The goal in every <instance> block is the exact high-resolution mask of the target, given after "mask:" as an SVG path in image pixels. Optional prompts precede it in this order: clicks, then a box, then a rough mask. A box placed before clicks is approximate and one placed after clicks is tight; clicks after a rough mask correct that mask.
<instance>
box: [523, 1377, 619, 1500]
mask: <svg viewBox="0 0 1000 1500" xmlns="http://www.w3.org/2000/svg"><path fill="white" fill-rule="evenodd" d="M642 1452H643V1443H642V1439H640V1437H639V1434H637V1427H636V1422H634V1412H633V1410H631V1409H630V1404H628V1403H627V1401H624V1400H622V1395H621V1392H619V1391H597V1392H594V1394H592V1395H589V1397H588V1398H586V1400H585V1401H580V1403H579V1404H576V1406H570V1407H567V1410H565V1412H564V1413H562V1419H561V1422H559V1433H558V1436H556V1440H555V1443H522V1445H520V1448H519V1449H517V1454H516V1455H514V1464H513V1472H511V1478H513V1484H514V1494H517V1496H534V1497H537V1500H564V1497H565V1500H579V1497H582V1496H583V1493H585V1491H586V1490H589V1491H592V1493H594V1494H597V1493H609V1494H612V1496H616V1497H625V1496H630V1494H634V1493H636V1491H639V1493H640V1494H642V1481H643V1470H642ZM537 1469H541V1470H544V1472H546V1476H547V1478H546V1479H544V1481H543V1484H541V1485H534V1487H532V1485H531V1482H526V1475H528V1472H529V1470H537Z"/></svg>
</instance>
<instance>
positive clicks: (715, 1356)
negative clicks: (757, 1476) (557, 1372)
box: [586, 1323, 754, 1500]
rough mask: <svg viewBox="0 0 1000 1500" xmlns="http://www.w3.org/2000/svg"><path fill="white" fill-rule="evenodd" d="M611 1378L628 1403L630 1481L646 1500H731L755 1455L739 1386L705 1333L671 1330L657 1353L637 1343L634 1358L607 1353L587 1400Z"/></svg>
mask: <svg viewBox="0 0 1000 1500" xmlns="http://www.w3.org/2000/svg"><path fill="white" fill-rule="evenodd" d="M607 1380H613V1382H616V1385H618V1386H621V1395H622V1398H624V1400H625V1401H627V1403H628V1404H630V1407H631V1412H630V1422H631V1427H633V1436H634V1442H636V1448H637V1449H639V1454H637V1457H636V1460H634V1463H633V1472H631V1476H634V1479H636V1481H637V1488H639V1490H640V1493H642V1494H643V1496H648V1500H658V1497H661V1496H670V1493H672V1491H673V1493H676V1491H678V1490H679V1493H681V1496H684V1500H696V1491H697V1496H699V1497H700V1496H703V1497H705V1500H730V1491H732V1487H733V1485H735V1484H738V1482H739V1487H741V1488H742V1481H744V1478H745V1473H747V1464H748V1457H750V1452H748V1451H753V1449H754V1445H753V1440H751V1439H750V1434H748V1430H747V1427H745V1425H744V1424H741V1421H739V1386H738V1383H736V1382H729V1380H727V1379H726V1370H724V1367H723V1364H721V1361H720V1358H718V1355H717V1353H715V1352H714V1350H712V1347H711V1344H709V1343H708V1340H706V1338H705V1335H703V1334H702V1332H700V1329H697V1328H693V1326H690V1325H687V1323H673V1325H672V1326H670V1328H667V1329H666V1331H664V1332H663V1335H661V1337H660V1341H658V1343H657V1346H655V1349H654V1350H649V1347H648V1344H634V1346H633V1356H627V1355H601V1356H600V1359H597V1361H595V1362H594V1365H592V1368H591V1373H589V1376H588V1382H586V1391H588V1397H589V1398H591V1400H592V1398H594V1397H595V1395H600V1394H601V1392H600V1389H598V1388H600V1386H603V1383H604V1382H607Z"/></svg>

Exercise directions >> A count is needed of the lines in this data that contain "clicks"; give the number and no other text.

Written answer >> 3